• **Written task**
Copy out the lines below word for word, leaving the pictures out of your answer.

— START —

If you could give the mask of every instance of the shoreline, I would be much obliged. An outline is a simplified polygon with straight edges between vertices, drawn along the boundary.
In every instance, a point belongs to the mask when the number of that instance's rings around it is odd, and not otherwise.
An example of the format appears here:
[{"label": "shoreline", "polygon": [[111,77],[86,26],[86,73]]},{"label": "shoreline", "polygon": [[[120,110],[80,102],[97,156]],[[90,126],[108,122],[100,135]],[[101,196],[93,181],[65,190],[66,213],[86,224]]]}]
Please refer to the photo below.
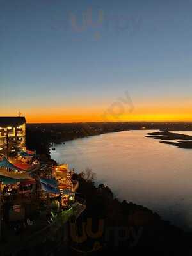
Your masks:
[{"label": "shoreline", "polygon": [[[159,131],[159,132],[149,132],[146,137],[160,140],[161,140],[159,141],[161,143],[168,144],[179,148],[192,149],[192,136],[190,135],[171,133],[169,132],[169,131]],[[177,142],[166,141],[172,140],[178,140],[178,141]]]}]

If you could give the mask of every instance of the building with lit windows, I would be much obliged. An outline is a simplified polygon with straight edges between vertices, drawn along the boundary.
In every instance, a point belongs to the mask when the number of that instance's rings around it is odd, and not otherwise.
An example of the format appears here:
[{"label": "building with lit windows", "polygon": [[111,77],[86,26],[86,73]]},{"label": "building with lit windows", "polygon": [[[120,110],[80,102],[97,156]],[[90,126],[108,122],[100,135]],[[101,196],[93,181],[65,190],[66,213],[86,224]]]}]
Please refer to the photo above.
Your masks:
[{"label": "building with lit windows", "polygon": [[0,117],[0,155],[7,158],[26,150],[26,118]]}]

— END —

• **Result of this exercise**
If you could give the mask of every instance of the shoreline, I would be much obliged. An outline is a simplified polygon with straight edges between vertices, drawn along the boundary.
In every instance, a point belongs to the mask when the number of that instance's rings around it is odd, and not otherwise.
An example of the format appears here:
[{"label": "shoreline", "polygon": [[111,77],[86,26],[86,73]]},{"label": "shoreline", "polygon": [[[120,110],[80,102],[97,156]],[[90,126],[108,122],[100,135]],[[101,196],[93,181],[65,190],[66,213],[86,224]]]}]
Please refer to the photo below.
Your masks:
[{"label": "shoreline", "polygon": [[[159,131],[159,132],[149,132],[146,137],[160,140],[161,140],[159,141],[161,143],[168,144],[179,148],[192,149],[192,136],[190,135],[171,133],[169,132],[169,131]],[[177,142],[166,141],[172,140],[178,140],[178,141]]]}]

If you could give the mask of every instance of the building with lit windows, I would be much obliged. An outline is a simplified polygon with straight edges between vertices, drawn along the boundary.
In every instance, a point belongs to the mask when the number of that instance's rings around it is odd, and not otherwise.
An example of the format appears here:
[{"label": "building with lit windows", "polygon": [[111,77],[86,26],[86,73]]},{"label": "building with lit windows", "polygon": [[[120,110],[80,102],[97,156]],[[90,126],[108,122],[100,135]],[[101,196],[93,181],[65,190],[66,213],[86,224]]]}]
Please refer to the photo above.
Your masks:
[{"label": "building with lit windows", "polygon": [[0,117],[0,155],[7,158],[26,150],[26,118]]}]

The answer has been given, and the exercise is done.